Rows from a pointing dataset:
┏━━
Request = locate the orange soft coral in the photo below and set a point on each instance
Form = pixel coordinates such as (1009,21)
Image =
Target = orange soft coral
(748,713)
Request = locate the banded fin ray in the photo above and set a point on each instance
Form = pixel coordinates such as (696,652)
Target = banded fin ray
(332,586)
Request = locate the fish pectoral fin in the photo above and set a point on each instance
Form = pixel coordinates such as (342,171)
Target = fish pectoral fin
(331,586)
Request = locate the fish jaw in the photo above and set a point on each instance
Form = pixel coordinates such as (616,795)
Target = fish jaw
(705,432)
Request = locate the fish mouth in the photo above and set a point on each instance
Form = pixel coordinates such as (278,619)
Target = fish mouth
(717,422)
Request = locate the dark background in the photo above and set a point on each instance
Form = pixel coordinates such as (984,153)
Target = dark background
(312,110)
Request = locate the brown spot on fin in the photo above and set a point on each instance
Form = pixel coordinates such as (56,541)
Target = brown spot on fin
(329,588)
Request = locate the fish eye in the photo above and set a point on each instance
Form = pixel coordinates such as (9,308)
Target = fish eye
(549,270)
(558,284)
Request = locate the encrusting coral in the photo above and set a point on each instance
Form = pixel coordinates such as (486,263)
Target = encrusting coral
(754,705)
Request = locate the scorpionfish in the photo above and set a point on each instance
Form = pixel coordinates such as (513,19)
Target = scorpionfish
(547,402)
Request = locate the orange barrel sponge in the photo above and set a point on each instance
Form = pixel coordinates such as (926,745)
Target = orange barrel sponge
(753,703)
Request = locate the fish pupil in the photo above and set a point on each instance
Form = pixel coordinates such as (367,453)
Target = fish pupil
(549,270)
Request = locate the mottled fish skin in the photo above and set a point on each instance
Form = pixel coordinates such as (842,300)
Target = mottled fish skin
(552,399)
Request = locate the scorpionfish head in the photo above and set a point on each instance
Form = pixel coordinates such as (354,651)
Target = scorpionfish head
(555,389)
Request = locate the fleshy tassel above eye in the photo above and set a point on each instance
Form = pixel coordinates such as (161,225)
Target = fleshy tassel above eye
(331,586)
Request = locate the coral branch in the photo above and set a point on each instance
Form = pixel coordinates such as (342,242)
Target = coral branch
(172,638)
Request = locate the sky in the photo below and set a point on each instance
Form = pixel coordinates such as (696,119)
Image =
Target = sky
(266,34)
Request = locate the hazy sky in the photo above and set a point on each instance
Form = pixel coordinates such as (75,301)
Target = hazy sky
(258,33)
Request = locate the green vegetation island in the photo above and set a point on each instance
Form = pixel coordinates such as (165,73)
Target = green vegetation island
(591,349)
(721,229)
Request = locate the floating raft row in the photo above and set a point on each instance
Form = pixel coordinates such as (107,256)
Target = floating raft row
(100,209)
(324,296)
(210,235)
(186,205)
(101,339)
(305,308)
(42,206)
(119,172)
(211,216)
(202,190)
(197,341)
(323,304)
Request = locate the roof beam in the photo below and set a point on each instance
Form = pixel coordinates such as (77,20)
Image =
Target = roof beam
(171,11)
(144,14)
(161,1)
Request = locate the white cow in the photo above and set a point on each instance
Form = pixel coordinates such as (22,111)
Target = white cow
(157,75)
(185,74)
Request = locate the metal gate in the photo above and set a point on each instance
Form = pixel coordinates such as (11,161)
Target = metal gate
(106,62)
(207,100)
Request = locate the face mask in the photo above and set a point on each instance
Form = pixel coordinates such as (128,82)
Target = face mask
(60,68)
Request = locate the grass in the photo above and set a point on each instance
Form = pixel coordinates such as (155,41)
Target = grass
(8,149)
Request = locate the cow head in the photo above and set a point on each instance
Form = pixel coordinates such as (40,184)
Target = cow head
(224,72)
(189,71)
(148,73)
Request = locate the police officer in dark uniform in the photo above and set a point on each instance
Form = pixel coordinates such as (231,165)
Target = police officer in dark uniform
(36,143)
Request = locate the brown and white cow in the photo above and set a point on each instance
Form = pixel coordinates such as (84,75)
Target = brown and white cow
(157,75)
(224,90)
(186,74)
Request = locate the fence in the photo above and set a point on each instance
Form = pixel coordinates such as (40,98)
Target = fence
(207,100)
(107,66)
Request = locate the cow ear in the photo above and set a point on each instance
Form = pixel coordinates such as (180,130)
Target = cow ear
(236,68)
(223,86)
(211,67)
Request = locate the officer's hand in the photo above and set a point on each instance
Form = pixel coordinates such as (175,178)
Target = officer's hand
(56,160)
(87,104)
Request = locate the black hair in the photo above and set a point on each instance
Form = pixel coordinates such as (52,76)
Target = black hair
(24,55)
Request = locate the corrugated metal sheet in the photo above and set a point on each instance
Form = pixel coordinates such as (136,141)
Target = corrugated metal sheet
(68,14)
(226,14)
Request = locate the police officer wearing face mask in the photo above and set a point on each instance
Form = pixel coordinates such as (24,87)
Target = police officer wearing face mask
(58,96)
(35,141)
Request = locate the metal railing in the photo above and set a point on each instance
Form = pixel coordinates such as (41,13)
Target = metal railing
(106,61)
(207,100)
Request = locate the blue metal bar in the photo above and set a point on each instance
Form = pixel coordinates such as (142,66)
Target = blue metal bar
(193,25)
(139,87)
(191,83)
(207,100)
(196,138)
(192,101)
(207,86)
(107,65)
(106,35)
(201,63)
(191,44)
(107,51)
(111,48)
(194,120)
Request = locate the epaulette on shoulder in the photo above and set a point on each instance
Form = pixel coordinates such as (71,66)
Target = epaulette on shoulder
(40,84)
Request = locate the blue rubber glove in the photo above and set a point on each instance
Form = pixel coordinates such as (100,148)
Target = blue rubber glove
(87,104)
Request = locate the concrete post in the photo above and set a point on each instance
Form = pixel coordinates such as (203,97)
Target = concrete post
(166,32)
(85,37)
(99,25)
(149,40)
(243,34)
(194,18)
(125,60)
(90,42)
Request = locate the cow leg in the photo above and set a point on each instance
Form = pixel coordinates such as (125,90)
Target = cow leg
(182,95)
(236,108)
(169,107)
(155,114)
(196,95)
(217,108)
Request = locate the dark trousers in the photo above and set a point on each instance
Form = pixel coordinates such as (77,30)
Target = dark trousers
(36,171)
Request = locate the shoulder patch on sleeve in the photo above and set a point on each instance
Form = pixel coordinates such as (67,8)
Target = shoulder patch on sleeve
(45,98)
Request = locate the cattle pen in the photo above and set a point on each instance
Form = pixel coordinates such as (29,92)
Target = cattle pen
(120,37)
┗━━
_Request_
Extract the full listing and reproduce each line exactly.

_Solution below_
Request = locate the orange soft coral in the photo below and set a point on each instance
Form = pixel coordinates such as (1009,21)
Image =
Target = orange soft coral
(748,713)
Request = locate the banded fin ray in the photo above and set a point on each instance
Form = pixel coordinates such as (696,652)
Target = banded fin ray
(332,586)
Request = locate the fish pectoral fin in the photo above and set a point on each instance
Form = pixel coordinates such as (342,171)
Target = fish pectoral fin
(331,586)
Request = locate the fish jaw in the photo above and set a point on each instance
Form = pixel coordinates such as (616,795)
Target = fish jaw
(705,432)
Request = locate the fish mouth in the photo above and set a point on each instance
Form = pixel coordinates such as (278,619)
Target = fish mouth
(717,422)
Request = locate the dark background in the photo above and set a point on each instance
Form = pixel coordinates such as (984,153)
Target = dark background
(312,110)
Request = locate the brown spot on fin in the photo above and set a point on each instance
Form = pixel coordinates such as (56,541)
Target = brown spot on fin
(329,588)
Request = locate the fish eye in the photo above and set a point on each instance
Form = pixel coordinates such as (9,308)
Target = fish eye
(549,270)
(558,284)
Request = locate the encrusting coral in the photo above and set a point on each instance
Form = pixel coordinates such as (486,263)
Target = encrusting coral
(754,705)
Request = locate the scorpionfish in the photo above and set a point on each instance
Form = pixel coordinates such as (513,19)
Target = scorpionfish
(547,402)
Request = locate the orange barrel sponge in the photo above and set a point on each instance
Form = pixel coordinates such as (926,745)
Target = orange barrel sponge
(753,703)
Request = locate the fish pupil in the photo above and set a point on each instance
Form = pixel coordinates such as (367,453)
Target = fish pupil
(549,270)
Request = locate the mottled fish skin in the photo above and set a point on each instance
Form = pixel coordinates such as (842,300)
Target = mottled fish skin
(552,399)
Request = locate the scorpionfish head in the photo above and set a point on each instance
Form = pixel coordinates such as (354,651)
Target = scorpionfish head
(555,389)
Request = locate the fleshy tassel above eye in the photo above and set a point on each instance
Form = pixel coordinates such as (161,225)
Target = fleshy tassel above eye
(331,586)
Request = locate the coral branch in the photo above and set a point on each instance
Form = pixel coordinates such as (342,242)
Target = coral branch
(172,638)
Request = locate the sky in the photo below and set a point on each instance
Form = pixel coordinates such as (696,119)
Image =
Target = sky
(266,34)
Request = locate the hazy sky in the photo above and set a point on each instance
Form = pixel coordinates such as (75,301)
Target = hazy sky
(258,33)
Request = locate the green vegetation island in the photo above and set a point on each instance
Form = pixel coordinates such as (165,73)
Target = green vegetation island
(591,349)
(721,229)
Request = locate the floating raft row in the photo above and set a point on each instance
Form = pixel coordinates such as (107,256)
Target = floating raft row
(100,209)
(324,296)
(210,235)
(186,205)
(101,339)
(305,308)
(42,206)
(119,172)
(211,216)
(202,190)
(197,341)
(323,304)
Request = locate the roof beam in the photo below and set a point on each instance
Form = pixel coordinates such as (77,20)
Image =
Target = roof beam
(171,11)
(144,14)
(161,1)
Request = locate the white cow in the photo above and set a point on each instance
Form = pixel coordinates such as (22,111)
Target = white cow
(157,75)
(185,74)
Request = locate the metal gate in the photo above and set a point on each instance
Form = pixel coordinates such as (11,161)
Target = metal gate
(106,62)
(207,100)
Request = locate the face mask in the photo above and set a point on each instance
Form = pixel coordinates such as (128,82)
Target = face mask
(60,68)
Request = locate the grass in the photo above and set a point on each instance
Form = pixel coordinates such as (155,41)
Target = grass
(8,149)
Request = locate the cow head in the photo above and set a point on each instance
Form = pixel coordinates such as (40,184)
Target = cow head
(224,72)
(189,71)
(148,73)
Request = locate the police officer in dark uniform in the photo above and set a point on each instance
Form = pixel coordinates such as (231,165)
Target = police officer in dark uniform
(36,143)
Request = locate the brown and white cow in the photo above and set a point on each instance
Form = pixel coordinates such as (84,75)
Target = brown and white cow
(157,75)
(224,90)
(186,74)
Request = locate the fence in the photo above and set a point on each instance
Form = pixel coordinates such as (40,98)
Target = fence
(207,100)
(107,66)
Request = locate the cow ear in the photo above and set a point on each instance
Form = pixel coordinates such as (180,130)
Target = cow ear
(236,68)
(223,86)
(211,67)
Request = locate the officer's hand in the photo above and set a point on each instance
Form = pixel coordinates such as (175,178)
Target = officer's hand
(56,160)
(87,104)
Request = locate the black hair in the photo above and set a point on each instance
Form = pixel coordinates such as (52,76)
Target = black hair
(24,55)
Request = locate the corrugated metal sheet in the photo above and set a point on each instance
Form = pixel coordinates such as (136,141)
Target = corrugated metal sheet
(68,14)
(226,14)
Request = locate the police officer wearing face mask in the photo above and set a point on each instance
Form = pixel coordinates such as (24,87)
Target = police officer wearing face mask
(58,96)
(35,141)
Request = locate the metal railing in the photo above and set a point on each instance
Form = pixel coordinates such as (41,13)
Target = metal railing
(106,61)
(207,100)
Request = locate the blue metal bar in the photo above and set a point on each instance
Form = pixel coordinates such as (142,66)
Target = blue metal bar
(193,25)
(139,87)
(191,83)
(207,100)
(196,138)
(192,101)
(207,86)
(107,65)
(106,35)
(201,63)
(191,44)
(107,51)
(111,48)
(194,120)
Request = locate the epaulette on shoulder in the photo above and set a point on each instance
Form = pixel coordinates such as (71,66)
Target = epaulette on shoulder
(40,84)
Request = locate the blue rubber glove in the photo above and set a point on each instance
Form = pixel coordinates such as (100,148)
Target = blue rubber glove
(87,104)
Request = locate the concrete post in the photo above and set a point on each instance
Form = pixel coordinates such as (203,97)
Target = concrete post
(166,32)
(85,37)
(99,25)
(149,40)
(243,34)
(194,18)
(125,60)
(90,42)
Request = locate the cow leg in the photo above and set a point on each instance
Form = pixel coordinates such as (125,90)
Target = cow leg
(182,95)
(236,108)
(169,107)
(155,114)
(196,95)
(217,108)
Request = locate the dark trousers in the photo above and set a point on each instance
Form = pixel coordinates such as (77,30)
Target = dark trousers
(36,171)
Request = locate the shoulder patch on sleeve in the photo above and set a point on each instance
Form = pixel coordinates such as (67,8)
Target = shoulder patch on sleeve
(45,98)
Request = locate the cattle pen in the photo above and set a point on each instance
Form = pixel coordinates such as (29,92)
Target = cattle pen
(120,37)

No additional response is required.